====== TASK INPUT ======

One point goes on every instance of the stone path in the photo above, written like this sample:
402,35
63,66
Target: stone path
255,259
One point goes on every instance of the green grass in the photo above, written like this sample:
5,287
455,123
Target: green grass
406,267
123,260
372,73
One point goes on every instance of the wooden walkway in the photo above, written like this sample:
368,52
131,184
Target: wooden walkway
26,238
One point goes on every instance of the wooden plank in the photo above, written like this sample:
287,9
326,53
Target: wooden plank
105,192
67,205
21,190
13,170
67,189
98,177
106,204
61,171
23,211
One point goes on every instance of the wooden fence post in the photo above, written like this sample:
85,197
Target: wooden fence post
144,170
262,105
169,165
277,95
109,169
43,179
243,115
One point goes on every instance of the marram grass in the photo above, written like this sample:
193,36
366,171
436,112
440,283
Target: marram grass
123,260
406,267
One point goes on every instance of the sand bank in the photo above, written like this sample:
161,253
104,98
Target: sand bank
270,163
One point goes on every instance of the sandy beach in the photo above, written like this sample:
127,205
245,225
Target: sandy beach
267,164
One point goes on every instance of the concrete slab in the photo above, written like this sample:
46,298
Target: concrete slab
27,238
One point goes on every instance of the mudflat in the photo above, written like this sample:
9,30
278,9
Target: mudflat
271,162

======

An exact repeat of all the records is required.

• **SOLUTION FOR THIS PROBLEM**:
One point goes on every instance of the stone path in the photo above, written like this sample:
402,35
63,66
Target: stone path
255,259
One point goes on every instance of the green grass in the photo above, written like this sample:
5,287
455,123
Target: green grass
406,267
123,260
372,73
One point goes on every instance of the wooden walkway in the photo above, written like this sample:
368,52
131,184
Target: wooden walkway
26,238
One point goes on every instance of the wooden plank in the photo above, written like this sample:
287,9
326,53
Target: wooden plank
105,192
67,205
21,190
13,170
67,189
98,177
106,204
61,171
23,211
One point goes on every instance of the wooden fence post in the photo above, written like this sample:
85,197
Target: wooden fence post
144,170
262,105
169,165
277,95
109,169
43,179
243,115
One point goes on every instance of the marram grass in the photo above, written like this sample:
193,36
366,171
436,112
440,283
Target: marram grass
123,260
406,267
One point goes on every instance of the sand bank in the photo above, written like this sample:
161,253
104,98
Target: sand bank
270,163
One point goes on every instance of the sandy beach in the photo above, written like this sample:
127,205
245,225
Target: sandy beach
267,164
One point goes on every instance of the concrete slab in the photo above, written like this sample:
46,298
Target: concrete slab
27,238
One point goes on every instance of the mudflat in the photo above, written like this sample:
9,30
278,9
Target: mudflat
271,162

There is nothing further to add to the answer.